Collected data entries
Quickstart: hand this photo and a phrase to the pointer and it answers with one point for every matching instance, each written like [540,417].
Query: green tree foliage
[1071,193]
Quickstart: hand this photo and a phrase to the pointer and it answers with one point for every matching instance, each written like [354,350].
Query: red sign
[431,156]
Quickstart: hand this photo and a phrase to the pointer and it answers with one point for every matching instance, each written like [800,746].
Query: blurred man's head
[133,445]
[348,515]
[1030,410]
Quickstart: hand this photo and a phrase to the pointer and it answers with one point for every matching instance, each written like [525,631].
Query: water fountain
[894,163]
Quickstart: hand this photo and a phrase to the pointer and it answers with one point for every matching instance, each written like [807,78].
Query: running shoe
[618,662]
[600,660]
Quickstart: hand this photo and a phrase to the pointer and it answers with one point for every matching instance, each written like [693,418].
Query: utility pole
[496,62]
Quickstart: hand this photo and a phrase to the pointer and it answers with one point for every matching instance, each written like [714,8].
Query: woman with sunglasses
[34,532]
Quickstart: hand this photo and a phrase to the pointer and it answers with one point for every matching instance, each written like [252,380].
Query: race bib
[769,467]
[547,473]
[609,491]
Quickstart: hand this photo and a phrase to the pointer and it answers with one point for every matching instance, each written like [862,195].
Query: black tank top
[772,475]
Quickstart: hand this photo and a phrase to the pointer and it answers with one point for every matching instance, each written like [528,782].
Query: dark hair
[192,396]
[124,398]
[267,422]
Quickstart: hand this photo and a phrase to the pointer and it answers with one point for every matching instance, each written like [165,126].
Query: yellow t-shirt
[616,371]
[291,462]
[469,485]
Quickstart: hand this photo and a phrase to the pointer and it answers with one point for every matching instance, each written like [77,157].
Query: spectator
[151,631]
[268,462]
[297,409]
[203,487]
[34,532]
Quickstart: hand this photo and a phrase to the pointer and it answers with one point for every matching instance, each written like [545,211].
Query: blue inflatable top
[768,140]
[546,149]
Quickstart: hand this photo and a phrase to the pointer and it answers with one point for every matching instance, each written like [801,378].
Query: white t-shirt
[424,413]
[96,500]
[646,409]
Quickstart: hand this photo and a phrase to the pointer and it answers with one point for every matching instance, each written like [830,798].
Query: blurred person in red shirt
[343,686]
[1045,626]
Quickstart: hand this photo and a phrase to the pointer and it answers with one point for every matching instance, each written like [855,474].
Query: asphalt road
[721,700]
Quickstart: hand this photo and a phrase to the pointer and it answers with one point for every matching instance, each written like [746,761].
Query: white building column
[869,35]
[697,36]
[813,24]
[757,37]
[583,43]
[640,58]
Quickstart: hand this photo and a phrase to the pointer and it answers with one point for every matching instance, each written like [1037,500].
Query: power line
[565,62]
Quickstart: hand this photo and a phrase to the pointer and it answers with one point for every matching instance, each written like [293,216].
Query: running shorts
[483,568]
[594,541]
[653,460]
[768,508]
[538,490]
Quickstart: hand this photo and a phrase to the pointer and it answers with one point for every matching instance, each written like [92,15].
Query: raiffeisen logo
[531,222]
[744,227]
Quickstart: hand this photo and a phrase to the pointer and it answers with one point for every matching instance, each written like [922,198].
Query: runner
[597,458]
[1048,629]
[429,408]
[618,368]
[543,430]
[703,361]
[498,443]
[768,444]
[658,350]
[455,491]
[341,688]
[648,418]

### GIVEN EXERCISE
Write out the whole listing again, exactly as it stands.

### SOLUTION FOR THIS PROBLEM
Quickstart: hand this photo and a phrase to the pointer and it answers with one point for every matching instance, each written like [540,417].
Query: green tree foliage
[1071,193]
Quickstart: hand this photo and a phrase to the pointer and it answers with one point for every matching instance, each written like [354,350].
Query: red sign
[431,156]
Quickstart: hand this photo and a phrase to the pointer and it answers with one point for every matching instance, each written like [800,746].
Query: blurred man's head
[133,445]
[348,515]
[1030,410]
Quickstart: hand this photo and a phrase to the pointer and it answers with one point for every matching instance, each written like [525,631].
Query: water fountain
[894,163]
Quickstart: hand this photo and a phrase to the pointer and it answers with one point for every matching instance, each written like [807,78].
Query: running shoe
[618,662]
[600,660]
Quickstart: hand this photo and a phrase to the pointer and it answers with one point for every matching instance, each written like [693,418].
Query: utility pole
[496,62]
Quickstart: hand this photo and a phrase to the pointer and it answers with one point for every matching instance, each written like [714,8].
Query: woman with sunglasses
[34,532]
Quickstart: hand this photo and a phrase to the pointer and it answers with one point for every matching instance, each written like [252,380].
Query: race bib
[769,467]
[547,473]
[609,491]
Quickstart: hand this photo and a phrase to the pointer and it answers with one point for every matching instance, each written like [862,195].
Query: black tank top
[772,475]
Quickstart: hand this photo and a phrase to the pointer and it answers with one point for every matching instance, each written like [528,782].
Query: dark hair
[192,396]
[124,398]
[267,422]
Quickstart: hand this photo and a phrase to the pointer and it answers with one point for every matching instance, each written like [165,126].
Query: yellow t-shirt
[616,371]
[291,462]
[469,485]
Quickstart: hand this photo and a phrase to the pointer and it answers with one point for every matching instance, each written like [77,157].
Query: spectator
[151,631]
[268,462]
[297,409]
[203,487]
[34,532]
Quickstart: hand this photo and a phrase to the pointer and it answers with one point for every matching instance, each written like [545,211].
Query: blue inflatable top
[768,140]
[546,149]
Quickstart: hand this photo and a phrase to the pointer and it answers with one point for every matching instance, each written like [801,378].
Query: white t-shirt
[424,413]
[96,500]
[646,409]
Quickstart: hand this photo and a phrase to the pointer and it answers with one point for every matching instance, each written like [830,798].
Query: blurred person in red shirt
[343,686]
[1045,626]
Quickstart: hand this photo and a phrase to the pointer and it answers with one point for every matching instance, each written like [855,474].
Query: asphalt road
[721,700]
Quickstart: hand this photo and a phrase to the pointer and it answers with one point for every matching instance, each written like [746,761].
Query: white building column
[869,35]
[697,36]
[813,24]
[757,37]
[583,43]
[640,58]
Quickstart: hand this photo and a phrase to the pointer and it answers with one point for every matching instance, each written like [1037,500].
Query: power line
[565,62]
Quickstart: hand this photo and a phrase to the pointer and it answers with one point for every matching instance, each written like [293,216].
Query: running shorts
[483,568]
[594,541]
[653,460]
[768,508]
[538,490]
Quickstart: hand this photo and a phrase to the pointer and it answers with one point for every matching instance, each written like [92,15].
Query: raiffeisen logo
[531,222]
[744,227]
Quickstart: hand this photo and a phrase to the pointer and it answers with one point for every matching instance, each written like [922,198].
Query: runner
[597,458]
[1048,629]
[429,408]
[618,368]
[543,430]
[703,361]
[498,443]
[768,444]
[658,350]
[455,491]
[341,688]
[648,418]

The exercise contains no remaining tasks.